_Activity list_:
a: Answer these questions from the obituary of Harvey W. Parker:
(i) How old was Parker when he died?
(ii) Which Seattle tunnel is described as still the largest soil tunnel in the world?
(iii) How long did Parker work on enlarging railway tunnels in the western U.S.?
b: Decide whether each statement agrees with the obituary of Harvey W. Parker, and quote the words that settle it:
(i) Parker was chief engineer of a U.S. Navy destroyer.
(ii) Parker's engineering firm was based in the Los Angeles area.
(iii) The Purple Line extension is being excavated under Wilshire Boulevard.

Expert tunneling engineer and consultant on major projects dies at 83

Harvey W. Parker, a nationally renowned tunneling expert and president of a Seattle-area engineering firm bearing his name, has died. He was 83.

Parker
Parker

From Washington state to Washington, D.C., Parker will be best remembered by clients and owners of high-profile, high-risk tunneling achievements for his honest advice and help with complex decisions.

Parker, Ph.D., P.E., D.GE, F.ASCE, made significant civil engineering contributions for more than 55 years. He was chief engineer of a U.S. Navy destroyer, a pioneer in the development of steel fiber shotcrete, and a planner and designer of projects like the Mount Baker Ridge Tunnel in Seattle – still the largest soil tunnel in the world. He was also the guiding hand behind subway systems across the United States, including New York, Boston, Chicago and the nation’s capital. He was there at both the beginning and the end of the Los Angeles Metro project, seeing it through early successes and navigating successfully, with fellow expert panel advisors, lifting of a ban on heavy rail tunneling under the city. Today the Purple Line extension of the system is being excavated under Wilshire Boulevard toward Beverly Hills and Century City.

Recently, Parker applied his expertise to Seattle’s SR99 Alaskan Way elevated viaduct highway replacement tunnel. He also spent a decade working on enlarging railway tunnels in the western part of the U.S. to carry freight trains with containers stacked two-high, and on military projects such as underground caverns and facilities for management of nuclear waste.

_Stored data entries_:
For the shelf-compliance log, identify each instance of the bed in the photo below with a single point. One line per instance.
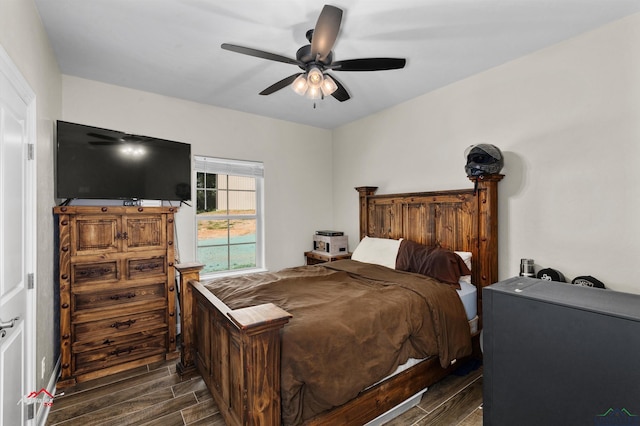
(240, 350)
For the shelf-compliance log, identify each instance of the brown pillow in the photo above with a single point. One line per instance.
(443, 265)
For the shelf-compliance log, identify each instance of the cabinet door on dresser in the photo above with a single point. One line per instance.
(95, 234)
(117, 291)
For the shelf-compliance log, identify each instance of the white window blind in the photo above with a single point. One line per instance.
(229, 167)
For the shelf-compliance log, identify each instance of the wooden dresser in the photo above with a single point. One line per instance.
(117, 289)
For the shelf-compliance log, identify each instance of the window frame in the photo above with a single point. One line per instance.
(221, 166)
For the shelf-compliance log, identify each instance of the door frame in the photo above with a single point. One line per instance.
(20, 85)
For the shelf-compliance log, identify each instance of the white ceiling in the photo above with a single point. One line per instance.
(172, 47)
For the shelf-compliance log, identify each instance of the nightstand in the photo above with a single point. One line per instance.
(315, 257)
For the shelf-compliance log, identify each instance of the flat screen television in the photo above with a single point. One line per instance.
(96, 163)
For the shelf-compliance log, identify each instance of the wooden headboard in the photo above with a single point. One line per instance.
(460, 220)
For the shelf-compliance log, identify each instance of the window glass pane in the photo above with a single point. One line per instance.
(221, 202)
(211, 180)
(243, 183)
(212, 232)
(228, 217)
(242, 256)
(242, 202)
(215, 258)
(242, 231)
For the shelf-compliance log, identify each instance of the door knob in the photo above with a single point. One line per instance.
(8, 324)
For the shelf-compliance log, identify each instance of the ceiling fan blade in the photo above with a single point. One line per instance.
(259, 54)
(368, 64)
(281, 84)
(326, 32)
(341, 93)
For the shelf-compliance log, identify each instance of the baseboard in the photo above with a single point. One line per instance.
(43, 410)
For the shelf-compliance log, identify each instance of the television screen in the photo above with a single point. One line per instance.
(95, 163)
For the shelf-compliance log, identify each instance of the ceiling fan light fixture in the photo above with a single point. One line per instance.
(314, 92)
(328, 86)
(314, 77)
(300, 85)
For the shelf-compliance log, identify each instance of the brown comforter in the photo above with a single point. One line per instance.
(353, 324)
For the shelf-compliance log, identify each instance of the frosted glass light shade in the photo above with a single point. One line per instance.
(300, 85)
(315, 77)
(328, 86)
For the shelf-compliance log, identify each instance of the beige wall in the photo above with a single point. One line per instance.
(297, 202)
(567, 120)
(24, 39)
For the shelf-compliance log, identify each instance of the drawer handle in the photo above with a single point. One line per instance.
(126, 324)
(122, 296)
(93, 272)
(128, 350)
(150, 266)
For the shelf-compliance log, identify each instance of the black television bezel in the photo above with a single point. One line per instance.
(76, 195)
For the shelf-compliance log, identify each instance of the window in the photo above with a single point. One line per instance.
(228, 214)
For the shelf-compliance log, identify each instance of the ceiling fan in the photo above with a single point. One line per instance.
(316, 59)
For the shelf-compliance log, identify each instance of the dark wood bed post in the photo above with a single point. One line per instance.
(364, 191)
(188, 272)
(487, 193)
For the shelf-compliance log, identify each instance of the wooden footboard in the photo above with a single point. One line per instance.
(237, 352)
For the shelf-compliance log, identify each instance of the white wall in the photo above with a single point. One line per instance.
(567, 119)
(24, 39)
(297, 202)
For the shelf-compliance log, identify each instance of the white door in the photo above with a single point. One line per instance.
(16, 215)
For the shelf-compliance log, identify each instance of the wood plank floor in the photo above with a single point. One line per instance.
(156, 395)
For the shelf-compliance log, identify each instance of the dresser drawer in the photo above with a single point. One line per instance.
(121, 296)
(119, 353)
(117, 327)
(141, 268)
(82, 273)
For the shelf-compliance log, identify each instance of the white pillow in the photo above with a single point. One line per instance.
(380, 251)
(466, 257)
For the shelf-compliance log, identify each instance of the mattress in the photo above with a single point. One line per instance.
(468, 295)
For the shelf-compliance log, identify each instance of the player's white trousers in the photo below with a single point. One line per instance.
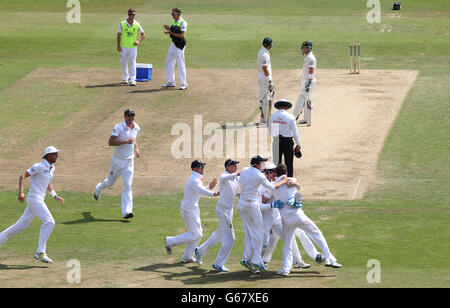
(302, 102)
(252, 222)
(290, 224)
(193, 235)
(35, 208)
(224, 234)
(124, 168)
(128, 56)
(275, 234)
(175, 56)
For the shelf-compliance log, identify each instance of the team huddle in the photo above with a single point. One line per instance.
(270, 208)
(269, 202)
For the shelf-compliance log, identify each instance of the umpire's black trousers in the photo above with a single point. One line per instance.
(286, 149)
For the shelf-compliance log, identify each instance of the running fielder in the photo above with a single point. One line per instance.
(40, 175)
(228, 190)
(190, 211)
(308, 82)
(123, 138)
(265, 79)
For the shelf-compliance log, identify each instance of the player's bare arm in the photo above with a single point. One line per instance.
(54, 195)
(22, 177)
(141, 38)
(119, 49)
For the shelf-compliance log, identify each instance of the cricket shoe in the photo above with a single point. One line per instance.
(128, 216)
(282, 273)
(168, 85)
(222, 268)
(43, 257)
(191, 260)
(246, 264)
(320, 258)
(198, 257)
(261, 266)
(332, 263)
(168, 247)
(301, 264)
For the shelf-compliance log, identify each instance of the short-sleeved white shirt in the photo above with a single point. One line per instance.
(123, 132)
(41, 175)
(309, 61)
(119, 30)
(264, 60)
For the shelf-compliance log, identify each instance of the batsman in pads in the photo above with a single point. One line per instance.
(308, 82)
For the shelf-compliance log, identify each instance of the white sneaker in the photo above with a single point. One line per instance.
(301, 264)
(192, 260)
(198, 257)
(333, 264)
(168, 85)
(43, 257)
(282, 273)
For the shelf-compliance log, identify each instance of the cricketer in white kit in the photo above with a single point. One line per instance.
(175, 54)
(190, 211)
(127, 42)
(308, 82)
(40, 176)
(265, 79)
(251, 179)
(228, 190)
(123, 138)
(293, 217)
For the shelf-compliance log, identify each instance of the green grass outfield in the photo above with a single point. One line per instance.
(403, 221)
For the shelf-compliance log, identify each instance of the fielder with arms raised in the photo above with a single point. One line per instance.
(40, 175)
(190, 211)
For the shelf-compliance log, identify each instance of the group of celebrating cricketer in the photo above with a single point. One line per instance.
(270, 208)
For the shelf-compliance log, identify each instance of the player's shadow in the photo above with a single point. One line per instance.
(200, 275)
(19, 267)
(89, 218)
(107, 85)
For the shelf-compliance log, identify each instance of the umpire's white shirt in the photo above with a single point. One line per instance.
(193, 190)
(283, 123)
(228, 188)
(251, 178)
(41, 175)
(123, 132)
(263, 60)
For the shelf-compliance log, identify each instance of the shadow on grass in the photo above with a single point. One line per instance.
(19, 267)
(89, 218)
(108, 85)
(197, 275)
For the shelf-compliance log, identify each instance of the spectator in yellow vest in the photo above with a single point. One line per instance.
(127, 42)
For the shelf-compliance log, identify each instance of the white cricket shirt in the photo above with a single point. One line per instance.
(251, 178)
(123, 132)
(263, 60)
(193, 190)
(41, 175)
(283, 123)
(228, 188)
(309, 61)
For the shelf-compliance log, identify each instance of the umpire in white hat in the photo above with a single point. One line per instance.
(284, 132)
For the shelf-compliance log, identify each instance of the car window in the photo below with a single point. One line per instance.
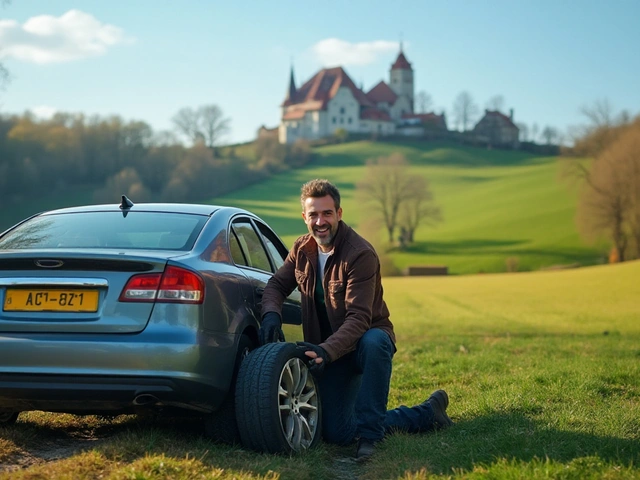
(274, 245)
(236, 251)
(110, 230)
(251, 245)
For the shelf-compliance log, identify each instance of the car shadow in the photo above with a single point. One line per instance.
(514, 435)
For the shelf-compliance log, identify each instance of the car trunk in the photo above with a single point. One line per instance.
(55, 291)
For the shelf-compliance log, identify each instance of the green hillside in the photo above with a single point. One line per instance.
(496, 204)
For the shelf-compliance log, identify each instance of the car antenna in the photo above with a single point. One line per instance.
(125, 204)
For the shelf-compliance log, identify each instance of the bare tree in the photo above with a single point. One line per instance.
(524, 131)
(187, 123)
(534, 132)
(464, 110)
(496, 103)
(418, 208)
(424, 102)
(213, 124)
(550, 135)
(396, 193)
(610, 200)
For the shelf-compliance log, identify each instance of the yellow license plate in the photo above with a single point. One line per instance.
(49, 300)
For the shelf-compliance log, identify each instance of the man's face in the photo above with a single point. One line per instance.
(322, 220)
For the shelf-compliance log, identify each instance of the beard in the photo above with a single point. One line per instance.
(327, 239)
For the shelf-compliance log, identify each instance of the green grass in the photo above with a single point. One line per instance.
(496, 205)
(542, 369)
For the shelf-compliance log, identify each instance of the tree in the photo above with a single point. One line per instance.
(464, 110)
(424, 102)
(213, 124)
(550, 134)
(610, 201)
(401, 198)
(524, 131)
(496, 103)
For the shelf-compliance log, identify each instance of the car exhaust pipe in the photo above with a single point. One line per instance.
(145, 399)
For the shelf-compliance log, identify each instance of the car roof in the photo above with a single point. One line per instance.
(189, 208)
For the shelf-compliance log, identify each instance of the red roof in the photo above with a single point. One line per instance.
(401, 63)
(323, 86)
(382, 93)
(375, 114)
(296, 114)
(505, 120)
(427, 118)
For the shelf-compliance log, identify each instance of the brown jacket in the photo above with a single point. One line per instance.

_Answer list_:
a:
(i) 83
(ii) The Mount Baker Ridge Tunnel
(iii) A decade

b:
(i) Yes: "He was chief engineer of a U.S. Navy destroyer"
(ii) No: "president of a Seattle-area engineering firm bearing his name"
(iii) Yes: "Today the Purple Line extension of the system is being excavated under Wilshire Boulevard toward Beverly Hills and Century City."